**OBJECTIVE**
Write out all of the rows below word for word, leaving every line unchanged.

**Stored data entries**
_____

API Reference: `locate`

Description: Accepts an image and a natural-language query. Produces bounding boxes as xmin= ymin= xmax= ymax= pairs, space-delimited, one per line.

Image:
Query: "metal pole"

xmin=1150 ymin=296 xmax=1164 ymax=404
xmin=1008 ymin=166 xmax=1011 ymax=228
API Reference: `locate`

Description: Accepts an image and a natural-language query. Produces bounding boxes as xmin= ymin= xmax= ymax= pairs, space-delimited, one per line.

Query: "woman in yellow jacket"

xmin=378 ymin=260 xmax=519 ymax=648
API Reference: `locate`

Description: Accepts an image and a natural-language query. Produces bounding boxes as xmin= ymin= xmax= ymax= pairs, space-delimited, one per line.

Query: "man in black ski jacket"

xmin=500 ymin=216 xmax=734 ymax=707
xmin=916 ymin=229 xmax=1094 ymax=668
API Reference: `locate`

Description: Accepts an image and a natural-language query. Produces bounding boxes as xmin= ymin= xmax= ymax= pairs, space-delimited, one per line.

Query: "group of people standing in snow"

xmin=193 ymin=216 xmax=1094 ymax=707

_____

**WRITTEN RESPONSE**
API Reference: `locate`

Description: Accepts an image and a natural-language query. Produces bounding boxes as xmin= ymin= xmax= ymax= pairs, space-delimited, one per line.

Image:
Query: "metal pole"

xmin=1150 ymin=296 xmax=1164 ymax=404
xmin=1008 ymin=166 xmax=1011 ymax=228
API Reference: `locate`

Description: Accepts an image and a natural-language query. Produces bounding boxes as xmin= ymin= xmax= ymax= pairs, space-delimited, one per line.

Query: "woman in yellow jacket"

xmin=378 ymin=260 xmax=519 ymax=648
API Reference: `locate`

Description: Accepts an image and a natural-language query. Produces bounding boxes as xmin= ymin= xmax= ymax= pairs, space-delimited, one per line.

Query: "man in black ski jacket"

xmin=500 ymin=216 xmax=734 ymax=707
xmin=916 ymin=229 xmax=1094 ymax=668
API Reference: `locate`

Description: Accepts an image and a natural-language query. Produces bounding boxes as xmin= ymin= xmax= ymax= pairs, space-delimited, one per line.

Query: "group of people standing in snow"

xmin=193 ymin=216 xmax=1094 ymax=707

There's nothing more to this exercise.